## [Extract]
The bug is not in the notecard, but i have reverted the notecard anyway just to put it back to its conservative approach to be ore forgiving anyone else has a bug at the app level like this.

Obviously you should look deeply and analyze. BTW when you DO ultimately send code back to him, please ping me and i'll give you the right notecard code to send him.

======================================================================

Background

The Notecard firmware's cobsGuaranteedFit() tells the host library the maximum number of unencoded binary bytes that will safely fit in the Notecard's I/O buffer after COBS encoding. For years, the Notecard used a simple, slightly conservative formula:

overhead = 1 + (buflen / 254) + 1
return buflen - overhead

This estimates the COBS overhead from the buffer size rather than from the (smaller) payload size, which systematically overestimates the number of code bytes by a small amount. For the Notecard's 256 KB I/O buffer (262,144 bytes), this formula reports max = 261,110.

A recent firmware optimization replaced this with a formula intended to compute the mathematically exact answer. For the same buffer it now reports max = 261,114 -- four bytes more than before.

A customer immediately reported that filling the buffer to this new maximum causes card.binary.get to fail. The old limit of 261,110 had always worked; 261,114 does not.

The bug: ceil(u/254) vs floor(u/254) + 1

COBS encoding partitions data into blocks of up to 254 bytes, prefixing each block with a "code byte" that indicates its length (or the distance to the next zero). The central question for buffer-size arithmetic is: how many code bytes does worst-case encoding produce for u data bytes?

The note-c library computed this as:

ceil(u / 254)

The correct answer is:

floor(u / 254) + 1

For most values these are identical. They diverge at exact multiples of 254:

ceil(254 / 254) = 1     WRONG
floor(254 / 254) + 1 = 2     CORRECT

Why the +1? Walk through what the encoder actually does with 254 non-zero bytes:

1. Reserve initial code byte             (code = 1)
2. Copy 254 data bytes                   (code increments to 0xFF)
3. code == 0xFF: write it, reserve new   (first code byte emitted)
4. No data remains; loop exits
5. Write final code byte = 0x01          (second code byte emitted)

Output: [0xFF] [254 data bytes] [0x01]  =  256 bytes

The encoder ALWAYS writes a final code byte for the last block, even when the data ends exactly on a 254-byte boundary. That final code byte is the one that ceil() misses. ceil(254/254) = 1, but the encoder emitted two code bytes.

## [Data extract]
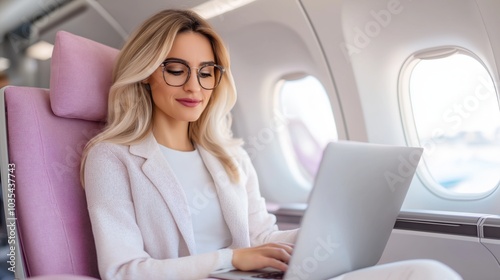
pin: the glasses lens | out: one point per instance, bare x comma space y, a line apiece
175, 74
209, 76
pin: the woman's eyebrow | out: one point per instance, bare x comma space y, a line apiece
175, 59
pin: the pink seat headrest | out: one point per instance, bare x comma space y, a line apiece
80, 77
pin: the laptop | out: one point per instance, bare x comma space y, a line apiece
356, 197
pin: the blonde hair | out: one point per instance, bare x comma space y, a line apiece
130, 106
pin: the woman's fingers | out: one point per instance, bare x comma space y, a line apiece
276, 255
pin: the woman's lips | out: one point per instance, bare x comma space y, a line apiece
188, 102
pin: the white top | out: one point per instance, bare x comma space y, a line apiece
210, 229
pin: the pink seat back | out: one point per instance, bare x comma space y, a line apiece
47, 131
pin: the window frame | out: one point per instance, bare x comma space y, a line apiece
408, 121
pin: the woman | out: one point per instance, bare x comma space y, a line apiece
170, 193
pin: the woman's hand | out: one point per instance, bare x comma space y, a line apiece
275, 255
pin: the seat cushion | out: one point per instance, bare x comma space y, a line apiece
80, 77
54, 227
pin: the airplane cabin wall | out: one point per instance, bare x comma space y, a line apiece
376, 47
269, 40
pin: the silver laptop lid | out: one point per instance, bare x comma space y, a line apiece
357, 195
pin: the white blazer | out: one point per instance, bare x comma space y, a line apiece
141, 220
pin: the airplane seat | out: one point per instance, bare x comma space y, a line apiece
45, 131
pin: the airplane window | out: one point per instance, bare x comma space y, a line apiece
309, 122
457, 120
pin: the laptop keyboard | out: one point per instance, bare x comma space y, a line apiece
270, 275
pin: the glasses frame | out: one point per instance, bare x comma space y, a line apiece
217, 81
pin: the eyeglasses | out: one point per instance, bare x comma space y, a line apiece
176, 73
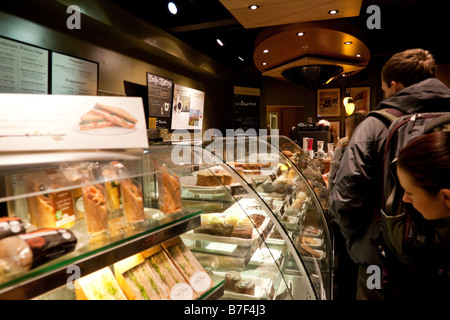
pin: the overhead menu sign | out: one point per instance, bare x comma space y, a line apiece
23, 68
33, 122
187, 108
160, 92
73, 76
246, 108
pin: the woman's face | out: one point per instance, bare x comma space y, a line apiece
430, 206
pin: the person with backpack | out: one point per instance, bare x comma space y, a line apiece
351, 122
410, 86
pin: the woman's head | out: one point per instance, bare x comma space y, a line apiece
352, 121
423, 169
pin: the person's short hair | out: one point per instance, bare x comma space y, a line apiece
352, 121
409, 67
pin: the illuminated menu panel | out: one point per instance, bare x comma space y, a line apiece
74, 76
187, 108
23, 68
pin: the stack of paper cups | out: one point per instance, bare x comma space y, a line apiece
305, 144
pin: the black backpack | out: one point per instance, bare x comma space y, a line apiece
404, 230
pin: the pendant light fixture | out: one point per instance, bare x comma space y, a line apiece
348, 104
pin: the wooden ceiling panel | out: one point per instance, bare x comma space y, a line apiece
323, 42
276, 12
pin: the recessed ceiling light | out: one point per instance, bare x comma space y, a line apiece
172, 8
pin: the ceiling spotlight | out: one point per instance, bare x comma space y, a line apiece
172, 8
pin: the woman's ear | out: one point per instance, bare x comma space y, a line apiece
397, 86
446, 196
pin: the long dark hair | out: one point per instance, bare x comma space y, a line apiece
427, 159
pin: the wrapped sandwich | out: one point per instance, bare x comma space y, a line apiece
95, 210
151, 275
50, 209
169, 190
29, 250
116, 218
131, 194
11, 226
133, 202
188, 265
99, 285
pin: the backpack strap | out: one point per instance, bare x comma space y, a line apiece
387, 115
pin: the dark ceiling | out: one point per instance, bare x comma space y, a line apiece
404, 24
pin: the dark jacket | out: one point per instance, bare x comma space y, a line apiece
358, 184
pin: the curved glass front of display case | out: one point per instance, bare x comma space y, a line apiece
236, 235
289, 200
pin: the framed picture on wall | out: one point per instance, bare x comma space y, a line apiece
328, 102
335, 131
361, 97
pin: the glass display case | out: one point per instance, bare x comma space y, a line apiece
225, 219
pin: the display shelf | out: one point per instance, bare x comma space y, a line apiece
88, 259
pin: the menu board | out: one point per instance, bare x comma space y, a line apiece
73, 76
246, 108
160, 92
23, 68
187, 108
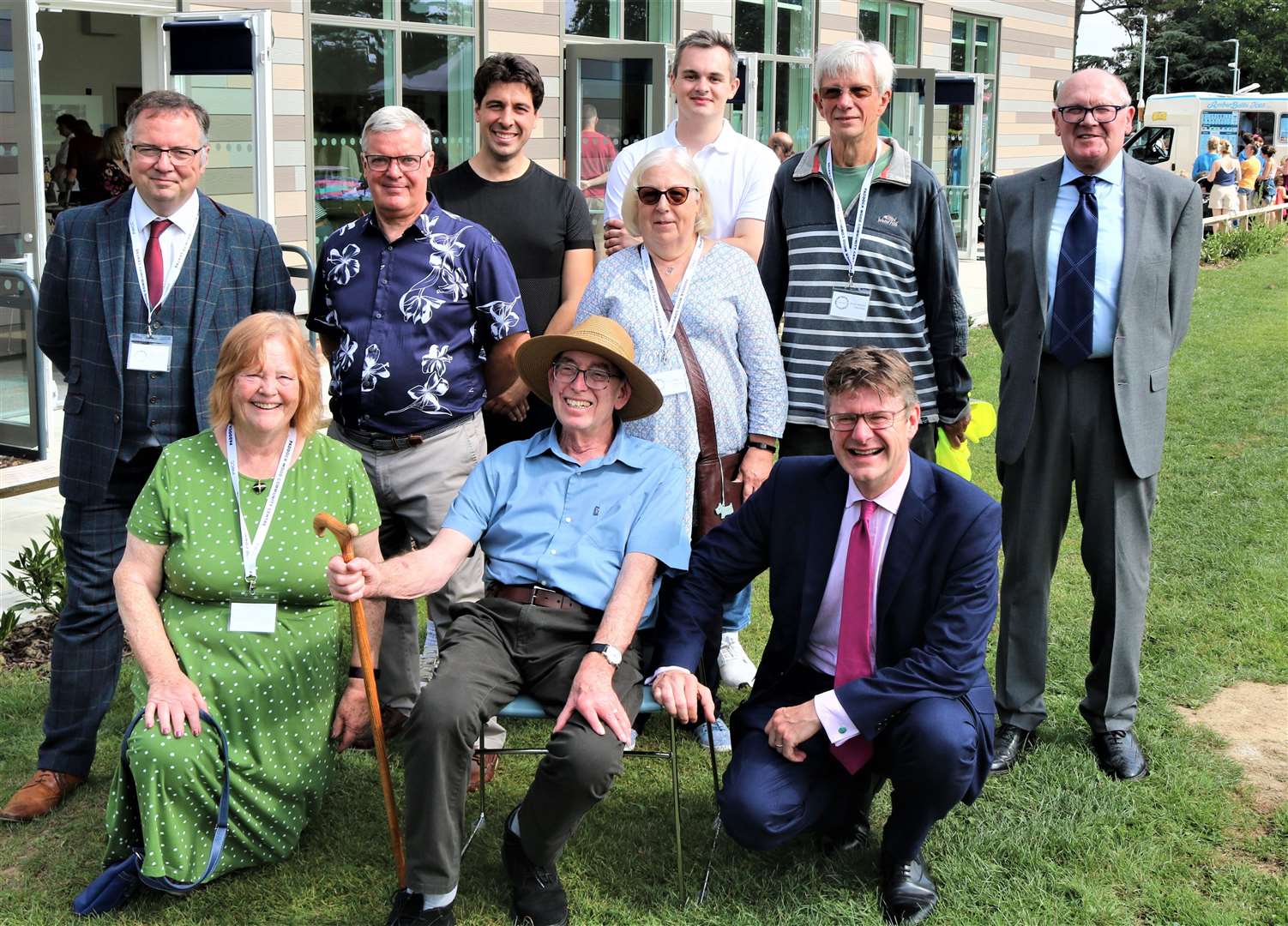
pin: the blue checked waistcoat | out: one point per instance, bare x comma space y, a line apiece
80, 325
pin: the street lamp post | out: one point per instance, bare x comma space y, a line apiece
1144, 39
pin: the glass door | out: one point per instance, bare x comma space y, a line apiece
22, 210
615, 95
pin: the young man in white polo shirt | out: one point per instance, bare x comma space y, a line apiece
738, 171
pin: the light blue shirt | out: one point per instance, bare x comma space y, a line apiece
545, 520
1110, 238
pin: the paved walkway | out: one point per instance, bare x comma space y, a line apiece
22, 518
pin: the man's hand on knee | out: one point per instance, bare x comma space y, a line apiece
593, 697
790, 726
679, 693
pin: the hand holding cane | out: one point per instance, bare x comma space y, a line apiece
346, 533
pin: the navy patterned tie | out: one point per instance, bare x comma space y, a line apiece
1075, 280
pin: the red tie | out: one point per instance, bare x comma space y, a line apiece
152, 264
854, 641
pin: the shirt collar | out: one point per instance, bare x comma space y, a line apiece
888, 500
186, 217
1113, 174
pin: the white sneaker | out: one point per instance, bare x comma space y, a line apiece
736, 669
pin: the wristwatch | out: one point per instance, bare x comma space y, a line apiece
610, 652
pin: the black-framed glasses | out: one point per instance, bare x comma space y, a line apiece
151, 153
1101, 113
877, 420
407, 164
677, 196
597, 377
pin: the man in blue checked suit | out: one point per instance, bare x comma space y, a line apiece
135, 299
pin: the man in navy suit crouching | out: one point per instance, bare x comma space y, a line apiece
882, 590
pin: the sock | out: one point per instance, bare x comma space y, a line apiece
434, 900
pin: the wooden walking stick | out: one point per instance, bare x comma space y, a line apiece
346, 533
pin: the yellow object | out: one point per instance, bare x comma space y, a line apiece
983, 421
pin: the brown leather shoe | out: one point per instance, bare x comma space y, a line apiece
44, 792
490, 762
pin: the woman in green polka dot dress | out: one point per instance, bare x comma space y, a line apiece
271, 680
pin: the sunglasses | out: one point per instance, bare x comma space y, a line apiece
677, 196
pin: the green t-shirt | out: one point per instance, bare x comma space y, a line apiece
849, 181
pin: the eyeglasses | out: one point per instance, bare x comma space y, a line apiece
597, 377
1101, 113
677, 196
379, 164
877, 420
149, 153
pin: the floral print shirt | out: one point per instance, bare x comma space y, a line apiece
413, 320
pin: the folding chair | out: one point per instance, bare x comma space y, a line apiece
526, 708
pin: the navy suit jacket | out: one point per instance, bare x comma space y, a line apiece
81, 318
936, 594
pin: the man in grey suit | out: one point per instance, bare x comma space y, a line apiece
1087, 330
135, 297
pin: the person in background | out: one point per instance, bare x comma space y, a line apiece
782, 144
136, 295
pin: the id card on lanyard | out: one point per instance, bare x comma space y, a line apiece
851, 302
675, 380
248, 613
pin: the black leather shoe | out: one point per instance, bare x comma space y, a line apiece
539, 898
1119, 756
1010, 743
408, 911
907, 892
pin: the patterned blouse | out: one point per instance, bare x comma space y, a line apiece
729, 325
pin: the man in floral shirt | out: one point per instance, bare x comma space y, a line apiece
420, 313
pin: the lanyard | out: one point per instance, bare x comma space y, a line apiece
179, 256
665, 325
250, 549
851, 243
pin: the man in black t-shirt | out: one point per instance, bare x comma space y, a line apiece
540, 219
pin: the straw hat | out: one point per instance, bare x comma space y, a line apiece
600, 336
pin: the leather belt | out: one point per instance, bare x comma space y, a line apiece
539, 595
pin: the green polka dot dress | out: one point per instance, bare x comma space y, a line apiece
274, 694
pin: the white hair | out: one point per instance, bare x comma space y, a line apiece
846, 57
394, 118
680, 159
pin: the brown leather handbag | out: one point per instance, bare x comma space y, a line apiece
716, 491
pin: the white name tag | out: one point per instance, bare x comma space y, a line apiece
671, 382
149, 353
253, 617
851, 303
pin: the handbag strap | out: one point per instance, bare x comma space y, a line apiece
707, 448
217, 846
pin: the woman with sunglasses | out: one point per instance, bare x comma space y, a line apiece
679, 287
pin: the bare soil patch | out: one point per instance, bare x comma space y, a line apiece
1252, 718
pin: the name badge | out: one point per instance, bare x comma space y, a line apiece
671, 382
149, 353
851, 303
253, 617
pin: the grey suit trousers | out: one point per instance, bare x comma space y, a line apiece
1075, 441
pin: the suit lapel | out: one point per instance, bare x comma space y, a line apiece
1044, 192
907, 538
115, 254
212, 256
823, 526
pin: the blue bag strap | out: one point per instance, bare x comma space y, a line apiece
217, 846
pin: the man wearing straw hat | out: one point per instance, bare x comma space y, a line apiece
576, 523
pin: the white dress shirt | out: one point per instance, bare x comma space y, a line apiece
821, 651
174, 240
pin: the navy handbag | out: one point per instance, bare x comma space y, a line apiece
121, 879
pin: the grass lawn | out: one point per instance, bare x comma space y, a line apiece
1052, 843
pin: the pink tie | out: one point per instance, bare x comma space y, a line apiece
152, 263
854, 641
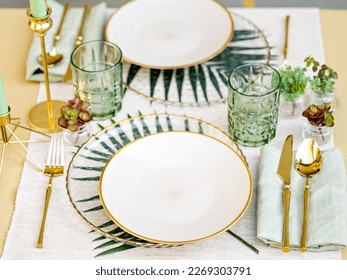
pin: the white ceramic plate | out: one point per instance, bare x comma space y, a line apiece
175, 187
168, 34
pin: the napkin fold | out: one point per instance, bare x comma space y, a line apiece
93, 30
327, 217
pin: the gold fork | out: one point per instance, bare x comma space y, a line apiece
54, 167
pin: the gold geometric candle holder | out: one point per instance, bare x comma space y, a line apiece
44, 116
8, 127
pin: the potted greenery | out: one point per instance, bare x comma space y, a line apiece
319, 123
293, 88
323, 83
74, 119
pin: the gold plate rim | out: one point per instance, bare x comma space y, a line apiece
222, 47
106, 234
167, 241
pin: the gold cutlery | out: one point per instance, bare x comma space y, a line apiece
308, 162
54, 167
284, 171
285, 49
78, 41
53, 57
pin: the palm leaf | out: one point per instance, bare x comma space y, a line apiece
154, 76
202, 80
116, 249
167, 81
122, 135
179, 82
193, 81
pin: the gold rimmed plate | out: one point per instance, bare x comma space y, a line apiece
170, 34
86, 166
176, 187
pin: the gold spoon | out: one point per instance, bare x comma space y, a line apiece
308, 162
53, 57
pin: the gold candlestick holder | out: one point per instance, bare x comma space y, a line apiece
43, 116
7, 128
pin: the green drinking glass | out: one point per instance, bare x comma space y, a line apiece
253, 100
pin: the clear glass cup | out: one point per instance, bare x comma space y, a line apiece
97, 77
253, 100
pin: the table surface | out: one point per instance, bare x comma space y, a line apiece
22, 94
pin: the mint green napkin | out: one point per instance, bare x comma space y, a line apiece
93, 30
327, 218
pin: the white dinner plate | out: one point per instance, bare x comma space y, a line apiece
175, 187
169, 34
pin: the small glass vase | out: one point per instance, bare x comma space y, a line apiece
78, 137
321, 134
291, 109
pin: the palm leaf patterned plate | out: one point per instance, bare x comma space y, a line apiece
86, 166
204, 83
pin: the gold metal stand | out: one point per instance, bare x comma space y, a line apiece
8, 128
41, 118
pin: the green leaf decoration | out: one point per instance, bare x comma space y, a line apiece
136, 132
116, 249
202, 80
133, 70
206, 82
90, 168
201, 131
96, 178
122, 135
168, 122
97, 208
193, 81
104, 160
96, 197
113, 140
104, 155
179, 82
108, 243
145, 128
214, 81
105, 146
186, 125
255, 250
155, 73
167, 81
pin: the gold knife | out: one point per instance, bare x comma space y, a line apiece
283, 171
78, 41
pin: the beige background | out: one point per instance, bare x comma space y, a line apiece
21, 95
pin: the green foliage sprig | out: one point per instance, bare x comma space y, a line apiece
74, 114
294, 82
324, 81
319, 115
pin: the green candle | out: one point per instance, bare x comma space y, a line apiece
3, 101
38, 8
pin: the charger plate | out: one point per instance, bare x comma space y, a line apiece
169, 34
206, 83
85, 168
175, 187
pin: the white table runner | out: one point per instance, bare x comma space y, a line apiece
67, 236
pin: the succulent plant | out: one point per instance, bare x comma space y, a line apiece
324, 80
319, 115
74, 114
294, 82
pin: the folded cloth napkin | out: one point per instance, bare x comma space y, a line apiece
327, 217
93, 30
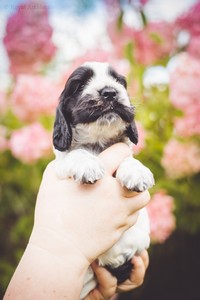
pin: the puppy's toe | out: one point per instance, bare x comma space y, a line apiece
135, 176
89, 172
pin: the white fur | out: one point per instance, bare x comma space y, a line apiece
101, 132
102, 79
84, 166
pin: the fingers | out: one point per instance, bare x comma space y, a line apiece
145, 257
137, 201
140, 264
113, 156
107, 284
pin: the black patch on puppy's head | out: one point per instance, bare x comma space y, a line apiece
62, 134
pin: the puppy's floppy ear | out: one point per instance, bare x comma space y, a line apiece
62, 133
132, 132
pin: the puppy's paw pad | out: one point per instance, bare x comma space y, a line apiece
135, 176
88, 172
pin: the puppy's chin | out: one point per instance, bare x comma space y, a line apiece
108, 119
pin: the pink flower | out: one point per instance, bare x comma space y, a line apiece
184, 94
162, 221
30, 143
181, 159
153, 42
28, 38
34, 96
194, 47
190, 20
3, 103
185, 82
189, 124
3, 139
141, 143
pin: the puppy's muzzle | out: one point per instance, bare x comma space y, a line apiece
108, 94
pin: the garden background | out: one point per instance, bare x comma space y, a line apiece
156, 45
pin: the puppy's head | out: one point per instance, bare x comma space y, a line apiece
94, 92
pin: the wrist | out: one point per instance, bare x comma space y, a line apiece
58, 246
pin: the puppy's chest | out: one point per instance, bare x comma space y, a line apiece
97, 137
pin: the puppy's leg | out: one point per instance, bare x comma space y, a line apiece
134, 175
79, 164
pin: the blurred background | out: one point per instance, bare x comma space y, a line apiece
156, 45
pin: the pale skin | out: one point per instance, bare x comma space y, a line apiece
74, 224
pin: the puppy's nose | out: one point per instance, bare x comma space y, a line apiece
108, 93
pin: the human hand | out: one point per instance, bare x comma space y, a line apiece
107, 283
89, 219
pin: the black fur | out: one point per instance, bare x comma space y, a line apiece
122, 273
74, 109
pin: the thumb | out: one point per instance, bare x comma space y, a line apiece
114, 155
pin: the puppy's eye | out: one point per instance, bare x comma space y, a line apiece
76, 86
122, 80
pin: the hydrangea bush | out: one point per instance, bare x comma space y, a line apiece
167, 113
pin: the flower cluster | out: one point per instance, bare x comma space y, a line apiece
150, 44
162, 220
184, 94
30, 143
189, 21
29, 102
181, 159
28, 38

## [Work to be completed]
In the COBS write-up, what maximum did the old formula report for the Notecard's 256 KB I/O buffer?

## [Written response]
261,110